Posted by GitBox <gi...@apache.org>.
GitHub user mkurz edited a discussion: On the project's stability, future and funding

Hi everyone!

Like @gmethvin, who wrote some messages here already, I am one of the maintainers of the Play Framework.

Since Play is looking for alternatives to replace akka (including akka-http), it's obvious that pekko would be a feasible alternative for us, given it's a fork of the current akka 2.6.x branch.

We highly appreciate the ambitions you have with pekko and we sincerely hope the project succeeds in the long term.w
However, we do have some concerns about pekko in the long run. That's why we haven't come up with a decision yet on how to move forward in Play.

I want express those concerns here (excuse my ignorance if some of those topics were discussed before already):

- How many seriously active and engaged devs do currently invest time to push the project forward? Specially, how much time, realistically, do individual core contributors think they can invest in the upcoming years? Please correct me if I am wrong, it seems pekko right now still is in it's early stage, being set up, but no real work has been done yet (like features and/or bugfixes).
- I assume all of you currently have full-time jobs (be it employed or as a freelancer/consulting) and some may even have families with kids. The work you do on pekko currently, is that happening outside of your regular occupation?
- Do any of you get time reserved from your employer to work on pekko? Like is your employer backing you and basically sponsoring you to work on pekko?

Task description:
List every framework or library that the discussion post above names.

Data section:
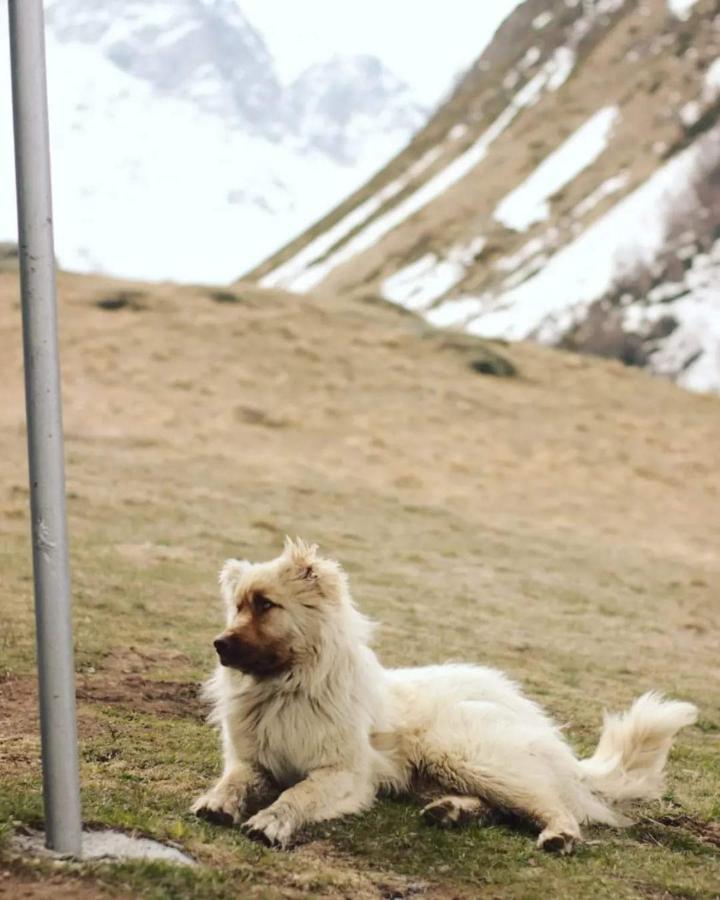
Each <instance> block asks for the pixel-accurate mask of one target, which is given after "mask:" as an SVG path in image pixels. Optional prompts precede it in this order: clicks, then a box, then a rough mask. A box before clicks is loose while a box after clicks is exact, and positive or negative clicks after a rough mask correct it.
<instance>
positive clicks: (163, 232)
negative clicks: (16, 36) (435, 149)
mask: <svg viewBox="0 0 720 900" xmlns="http://www.w3.org/2000/svg"><path fill="white" fill-rule="evenodd" d="M45 5H46V25H47V28H46V34H47V40H46V42H47V57H48V81H49V94H50V116H51V147H52V156H53V175H54V178H53V185H54V205H55V221H56V248H57V254H58V258H59V261H60V263H61V265H63V266H64V267H66V268H70V269H76V270H79V271H102V272H106V273H110V274H116V275H122V276H127V277H139V278H150V279H163V278H169V279H174V280H179V281H199V280H204V281H211V282H226V281H228V280H230V279H231V278H232V277H234V276H235V275H236V274H237V272H238V269H239V268H243V267H250V266H252V265H254V264H256V263H257V262H259V261H260V260H261V259H262V258H263V257H265V256H267V254H268V253H271V252H272V251H273V250H274V249H276V248H277V247H278V246H281V245H282V244H283V243H284V242H285V241H287V240H288V239H290V238H291V237H292V236H293V235H296V234H298V233H299V232H300V231H302V229H303V228H305V227H307V225H308V224H310V223H311V222H312V221H313V220H314V219H315V218H317V217H318V216H319V215H322V214H323V213H324V212H325V211H326V210H328V209H329V208H331V207H332V205H333V204H334V203H337V202H338V200H339V199H341V198H342V197H343V196H345V195H346V194H347V193H348V192H349V191H351V190H353V189H355V188H356V187H357V186H358V185H359V184H362V182H363V181H364V180H365V179H366V178H367V177H368V176H369V175H370V174H371V173H373V172H374V171H375V170H377V169H378V168H379V167H380V166H381V165H382V164H383V163H384V162H386V161H387V159H389V158H390V157H391V156H392V155H393V154H394V153H396V152H397V151H398V150H399V149H400V148H401V147H402V146H404V145H405V144H406V143H407V141H408V139H409V138H410V137H411V135H412V134H413V132H414V131H415V130H417V128H418V127H419V126H420V125H421V124H422V123H423V122H424V120H425V118H426V113H425V111H424V110H423V109H422V108H421V107H420V106H419V105H418V104H417V103H416V102H415V101H414V100H413V98H412V96H411V94H410V91H409V90H408V89H407V88H406V86H405V85H403V84H402V83H401V82H399V81H398V79H396V78H395V77H394V76H393V75H392V74H391V73H390V72H389V71H388V70H387V69H386V68H385V67H384V65H383V64H382V63H381V62H380V61H379V60H376V59H372V58H366V57H360V58H357V59H354V58H351V59H347V58H336V59H333V60H329V61H327V62H325V63H322V64H321V65H318V66H316V67H313V68H311V69H310V70H308V71H307V72H304V73H301V74H300V76H299V77H298V78H297V80H296V81H295V83H293V84H290V85H284V84H282V83H281V81H280V79H279V78H278V75H277V72H276V69H275V62H274V60H273V58H272V55H271V53H270V51H269V49H268V47H267V46H266V44H265V42H264V40H263V38H262V37H261V35H260V34H259V32H258V31H257V30H256V29H255V28H254V27H253V25H252V24H251V22H250V21H249V20H248V19H247V17H246V16H244V15H243V13H242V11H241V5H239V4H238V2H237V0H104V2H102V3H98V2H95V0H48V2H46V4H45ZM5 18H6V17H0V19H2V21H1V22H0V115H2V116H3V122H2V126H3V127H2V128H1V129H0V183H1V184H5V185H7V186H8V187H9V186H10V185H11V184H12V180H13V179H12V171H13V163H12V128H11V120H10V87H9V63H8V61H7V58H3V57H6V56H7V32H6V27H7V25H6V22H5ZM0 198H1V202H0V239H4V238H6V239H12V238H13V236H14V234H15V227H16V226H15V210H14V199H13V197H12V193H11V191H8V192H7V193H5V191H3V193H2V194H1V195H0Z"/></svg>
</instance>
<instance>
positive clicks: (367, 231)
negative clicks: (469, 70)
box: [261, 47, 575, 293]
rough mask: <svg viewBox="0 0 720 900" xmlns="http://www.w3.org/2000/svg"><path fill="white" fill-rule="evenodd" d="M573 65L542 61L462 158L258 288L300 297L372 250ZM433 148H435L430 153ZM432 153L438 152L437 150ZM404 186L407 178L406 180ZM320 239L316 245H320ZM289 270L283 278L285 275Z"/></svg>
mask: <svg viewBox="0 0 720 900" xmlns="http://www.w3.org/2000/svg"><path fill="white" fill-rule="evenodd" d="M574 61H575V54H574V53H573V52H572V50H569V49H568V48H567V47H560V48H559V49H558V50H556V51H555V53H554V54H553V55H552V56H551V57H550V59H548V60H547V61H546V62H545V64H544V65H543V66H542V67H541V68H540V70H539V71H538V72H537V73H536V74H535V75H534V76H533V77H532V78H531V79H530V80H529V81H528V82H527V83H526V84H525V85H523V87H522V88H520V90H519V91H518V92H517V93H516V94H515V96H514V97H513V99H512V100H511V101H510V103H509V104H508V106H507V107H506V108H505V109H504V110H503V112H502V113H500V115H499V116H498V117H497V119H495V121H494V122H493V123H492V124H491V125H490V126H489V128H487V129H486V130H485V131H484V132H483V133H482V134H481V135H480V137H479V138H478V139H477V140H476V141H475V142H474V143H473V144H471V145H470V147H468V149H467V150H465V151H464V152H463V153H461V154H460V155H459V156H457V157H455V159H454V160H453V161H452V162H450V163H448V165H447V166H445V168H444V169H441V170H440V171H439V172H437V173H436V174H435V175H433V177H432V178H430V179H429V180H428V181H426V182H425V183H424V184H423V185H421V186H420V187H419V188H418V189H417V190H416V191H414V192H413V193H412V194H410V195H409V196H408V197H406V198H405V199H404V200H402V201H400V202H399V203H398V204H397V206H395V207H394V208H392V209H390V210H388V211H387V212H386V213H384V214H383V215H380V216H378V217H377V218H376V219H374V220H372V221H370V222H368V224H367V225H366V226H365V228H362V229H361V230H359V231H358V232H357V233H356V234H354V235H353V236H352V237H351V238H350V239H349V240H348V241H347V242H346V243H345V244H343V245H342V246H341V247H339V248H338V249H336V250H335V251H334V252H332V253H330V254H329V255H327V256H325V257H324V258H320V257H319V256H318V255H315V259H314V260H313V261H312V263H311V264H307V262H306V261H305V260H306V257H307V254H306V253H305V250H306V249H307V248H305V249H304V250H301V251H300V253H299V254H298V256H300V255H301V254H302V256H303V263H302V265H296V260H297V257H293V259H291V260H290V261H289V262H288V263H285V264H283V266H288V269H286V270H285V273H286V274H285V275H284V276H283V277H282V279H278V278H277V277H276V273H277V271H278V270H277V269H275V270H273V271H271V272H270V273H268V274H267V275H265V276H264V278H263V280H262V281H261V284H263V285H264V286H268V287H269V286H277V287H283V288H285V289H287V290H291V291H296V292H298V293H305V292H306V291H309V290H311V289H312V288H314V287H315V286H316V285H318V284H319V283H320V282H321V281H323V280H324V279H325V278H326V277H327V276H328V275H329V274H330V272H332V271H333V270H334V269H336V268H337V267H338V266H340V265H342V264H343V263H345V262H347V261H348V260H350V259H352V257H353V256H357V255H358V254H359V253H363V252H364V251H365V250H368V249H369V248H370V247H373V246H374V245H375V244H376V243H377V242H378V241H379V240H380V239H381V238H382V237H384V236H385V235H386V234H388V232H390V231H392V230H393V229H394V228H397V226H398V225H400V224H402V223H403V222H404V221H406V220H407V219H409V218H410V216H412V215H414V214H415V213H417V212H419V211H420V210H422V209H424V208H425V207H426V206H427V205H428V204H429V203H431V202H432V201H433V200H434V199H435V198H436V197H438V196H440V195H441V194H443V193H445V191H447V190H448V189H449V188H451V187H452V186H453V185H455V184H457V182H459V181H460V180H461V179H462V178H464V177H465V176H466V175H468V174H469V173H470V172H471V171H472V170H473V169H474V168H475V167H476V166H477V165H478V164H479V163H480V162H482V160H483V159H484V158H485V156H486V155H487V152H488V149H489V148H490V145H491V144H492V143H494V141H496V140H497V139H498V138H499V137H500V135H501V134H502V133H503V132H504V131H505V130H506V129H507V128H508V127H509V125H510V124H511V122H513V121H514V119H515V118H516V116H517V115H518V114H519V113H520V112H521V111H522V110H523V109H526V108H527V107H529V106H533V105H534V104H535V103H537V102H538V100H539V99H540V97H541V95H542V93H543V91H545V90H557V89H558V87H560V86H561V85H562V84H563V83H564V82H565V80H566V79H567V77H568V75H569V74H570V71H572V67H573V65H574ZM436 149H438V148H436ZM438 152H440V151H439V150H438ZM407 180H408V181H409V180H410V179H407ZM350 215H351V214H350ZM321 238H322V235H321V236H320V237H319V238H317V239H316V240H320V239H321ZM290 270H292V274H291V275H290V276H289V277H288V276H287V272H289V271H290Z"/></svg>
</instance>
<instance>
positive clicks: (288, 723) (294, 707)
mask: <svg viewBox="0 0 720 900" xmlns="http://www.w3.org/2000/svg"><path fill="white" fill-rule="evenodd" d="M334 731H335V729H333V728H332V727H331V726H330V723H329V722H328V719H327V717H326V716H324V715H323V714H322V713H321V711H320V710H319V709H317V708H316V706H315V705H313V704H312V703H311V702H310V701H308V700H306V699H304V698H299V699H298V698H296V697H288V698H285V697H276V698H273V700H272V701H270V702H269V703H268V704H267V705H266V707H265V708H264V709H263V711H262V715H260V716H258V718H257V719H256V722H255V748H256V756H257V761H258V763H259V764H260V765H261V766H262V767H263V768H264V769H267V770H268V771H269V772H270V773H271V774H272V776H273V777H274V778H275V779H276V780H277V781H278V782H280V783H281V784H291V783H294V782H296V781H298V780H300V779H302V778H304V777H305V776H306V775H307V774H308V772H310V771H311V770H312V769H315V768H317V767H318V766H322V765H327V763H328V760H329V759H330V758H331V757H332V756H333V755H334V754H333V746H334V745H337V743H338V742H337V739H336V737H335V735H334V734H333V732H334Z"/></svg>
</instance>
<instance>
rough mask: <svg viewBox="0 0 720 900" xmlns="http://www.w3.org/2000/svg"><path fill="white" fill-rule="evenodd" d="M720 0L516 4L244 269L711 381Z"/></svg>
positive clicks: (718, 87) (565, 2)
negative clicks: (338, 190) (330, 198)
mask: <svg viewBox="0 0 720 900" xmlns="http://www.w3.org/2000/svg"><path fill="white" fill-rule="evenodd" d="M719 13H720V6H719V5H718V4H717V3H716V2H713V0H697V2H690V0H684V2H680V0H676V2H671V3H666V2H665V0H589V2H582V3H580V2H579V0H578V2H575V0H566V2H564V3H562V4H558V3H550V2H548V0H526V2H525V3H523V4H522V5H521V6H519V7H518V8H517V9H516V10H515V12H514V13H513V14H512V15H511V16H510V17H509V18H508V19H507V20H506V22H505V23H504V24H503V26H502V27H501V28H500V29H499V30H498V32H497V34H496V36H495V39H494V41H493V42H492V43H491V45H490V46H489V47H488V48H487V50H486V51H485V52H484V53H483V55H482V56H481V57H480V59H479V60H478V61H477V63H476V65H475V66H474V67H473V69H472V70H471V71H470V72H469V73H468V75H467V76H466V77H465V78H464V79H463V81H462V82H461V83H460V85H459V86H458V88H457V90H456V91H455V93H454V94H453V96H452V97H451V98H450V99H449V101H448V102H447V103H446V104H445V105H444V107H443V108H441V109H440V110H439V111H438V112H437V114H436V115H435V116H434V117H433V118H432V119H431V120H430V121H429V122H428V124H427V126H426V127H425V128H424V129H423V130H422V131H421V132H420V133H418V135H417V136H416V138H415V139H414V140H413V142H412V143H411V145H410V146H409V147H408V148H407V149H406V150H405V151H403V152H402V153H401V154H400V155H399V156H398V157H396V158H395V159H394V160H393V161H392V162H391V163H390V164H389V165H388V166H387V167H386V168H385V170H384V171H383V172H382V173H379V175H378V176H377V177H375V178H373V179H372V180H371V181H370V182H368V184H367V185H365V186H364V187H363V188H362V189H361V190H360V191H358V192H356V193H355V194H354V195H353V196H352V197H350V198H349V199H348V200H347V201H346V202H345V203H343V204H342V205H341V206H340V207H338V208H337V209H336V210H334V211H333V212H332V213H331V214H330V215H328V216H327V217H325V219H323V220H321V221H320V222H319V223H317V224H316V225H315V226H313V228H311V229H310V230H309V231H308V232H307V233H306V234H305V235H304V236H303V237H302V238H301V239H299V240H297V241H294V242H293V243H291V244H290V245H288V246H287V247H286V248H284V249H283V250H282V251H280V252H279V253H277V254H275V255H274V256H273V257H271V258H270V259H269V260H267V261H266V262H265V263H264V264H263V265H262V266H260V267H258V268H256V269H255V270H253V271H252V272H251V273H250V277H252V278H254V279H257V280H258V281H259V282H260V283H261V284H263V285H266V286H277V287H283V288H285V289H290V290H296V291H303V290H307V289H310V288H318V289H320V290H323V291H333V292H340V291H343V292H344V291H350V292H353V293H355V294H360V295H362V294H367V293H375V294H377V293H379V294H381V295H382V296H384V297H385V298H386V299H388V300H391V301H393V302H396V303H400V304H402V305H405V306H407V307H409V308H412V309H414V310H418V311H420V312H422V313H423V314H424V315H425V316H426V317H427V318H428V319H429V320H430V321H431V322H433V323H434V324H438V325H452V326H456V327H464V328H467V329H468V330H469V331H471V332H474V333H477V334H484V335H487V336H493V337H504V338H511V339H518V338H536V339H539V340H542V341H545V342H547V343H556V344H557V343H560V344H563V345H564V346H568V347H572V348H573V349H578V350H588V351H592V352H600V353H604V354H606V355H614V356H618V357H619V358H621V359H623V360H624V361H626V362H630V363H633V364H638V365H646V366H648V367H649V368H650V369H651V370H652V371H655V372H657V373H659V374H663V375H667V376H669V377H672V378H674V379H675V380H677V381H678V382H679V383H680V384H682V385H684V386H686V387H689V388H694V389H697V390H720V306H719V303H720V301H718V299H717V297H718V293H717V291H716V290H715V287H714V286H716V285H718V284H720V266H719V263H718V259H720V245H719V244H716V240H717V238H718V237H719V236H720V234H719V233H716V232H718V226H719V225H720V203H716V202H714V201H715V197H716V191H715V189H714V184H715V181H716V180H717V172H718V168H719V167H720V141H719V139H718V130H717V125H716V122H717V119H718V114H719V112H720V68H719V66H720V64H718V65H715V61H716V59H717V57H718V55H719V54H720V31H719V29H718V27H717V26H718V21H720V20H718V14H719Z"/></svg>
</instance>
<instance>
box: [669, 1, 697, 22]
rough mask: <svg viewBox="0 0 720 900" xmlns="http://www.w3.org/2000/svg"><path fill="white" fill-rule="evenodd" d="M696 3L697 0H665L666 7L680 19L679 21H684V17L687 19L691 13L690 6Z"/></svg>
mask: <svg viewBox="0 0 720 900" xmlns="http://www.w3.org/2000/svg"><path fill="white" fill-rule="evenodd" d="M696 3H697V0H667V5H668V9H669V10H670V12H671V13H672V15H673V16H675V18H676V19H680V21H681V22H684V21H685V20H686V19H689V18H690V16H691V15H692V8H693V6H695V4H696Z"/></svg>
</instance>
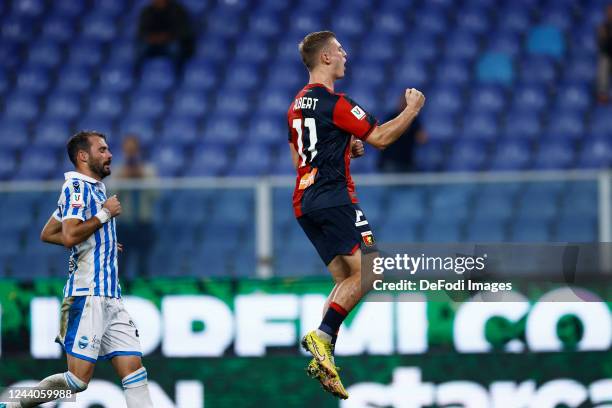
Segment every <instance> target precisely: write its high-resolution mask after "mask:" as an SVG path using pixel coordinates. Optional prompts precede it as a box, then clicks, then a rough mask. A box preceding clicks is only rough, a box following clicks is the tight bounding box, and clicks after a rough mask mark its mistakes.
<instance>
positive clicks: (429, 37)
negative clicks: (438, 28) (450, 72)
mask: <svg viewBox="0 0 612 408" xmlns="http://www.w3.org/2000/svg"><path fill="white" fill-rule="evenodd" d="M399 55H400V56H403V58H404V60H403V63H405V62H407V61H428V62H429V61H434V60H436V58H437V57H438V55H439V46H438V41H437V39H436V37H435V36H434V35H432V34H431V33H428V32H425V31H415V32H413V33H412V34H410V35H408V36H407V38H406V39H405V41H403V43H402V45H401V50H400V53H399Z"/></svg>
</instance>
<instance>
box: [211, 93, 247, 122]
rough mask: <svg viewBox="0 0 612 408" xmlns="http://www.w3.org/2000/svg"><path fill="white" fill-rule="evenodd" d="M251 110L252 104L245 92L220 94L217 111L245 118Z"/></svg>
mask: <svg viewBox="0 0 612 408" xmlns="http://www.w3.org/2000/svg"><path fill="white" fill-rule="evenodd" d="M250 109H251V104H250V103H249V100H248V99H247V97H246V95H245V94H244V92H240V91H238V90H231V91H228V92H222V93H219V95H218V98H217V103H216V110H217V111H219V112H220V113H223V114H227V115H236V116H244V115H246V114H247V113H248V112H249V111H250Z"/></svg>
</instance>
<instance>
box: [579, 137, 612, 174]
mask: <svg viewBox="0 0 612 408" xmlns="http://www.w3.org/2000/svg"><path fill="white" fill-rule="evenodd" d="M578 165H579V166H580V167H582V168H599V169H606V168H607V169H609V168H610V167H611V166H612V141H611V139H610V138H609V137H608V138H591V139H589V140H586V141H585V142H584V144H583V146H582V151H581V152H580V156H579V164H578Z"/></svg>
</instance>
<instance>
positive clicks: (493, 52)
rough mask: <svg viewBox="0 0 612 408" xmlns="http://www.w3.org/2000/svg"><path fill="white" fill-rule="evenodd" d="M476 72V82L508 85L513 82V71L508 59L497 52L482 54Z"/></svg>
mask: <svg viewBox="0 0 612 408" xmlns="http://www.w3.org/2000/svg"><path fill="white" fill-rule="evenodd" d="M476 72H477V78H478V80H479V81H480V82H484V83H498V84H503V85H510V84H512V82H513V81H514V69H513V67H512V61H511V60H510V57H509V56H508V55H505V54H501V53H498V52H488V53H485V54H482V55H481V56H480V58H479V60H478V63H477V66H476Z"/></svg>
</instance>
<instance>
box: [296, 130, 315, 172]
mask: <svg viewBox="0 0 612 408" xmlns="http://www.w3.org/2000/svg"><path fill="white" fill-rule="evenodd" d="M292 125H293V128H294V129H295V130H296V132H297V133H298V137H297V139H298V154H299V155H300V158H301V159H302V162H301V163H300V167H302V166H304V165H305V164H306V160H308V162H312V161H313V160H314V158H315V156H316V155H317V126H316V124H315V121H314V118H306V119H304V126H305V127H306V128H308V139H309V145H308V148H307V149H306V152H309V153H310V158H309V159H308V158H307V157H306V154H307V153H306V152H304V140H303V139H302V119H293V123H292Z"/></svg>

Problem solution:
Play Framework, akka, akka-http, pekko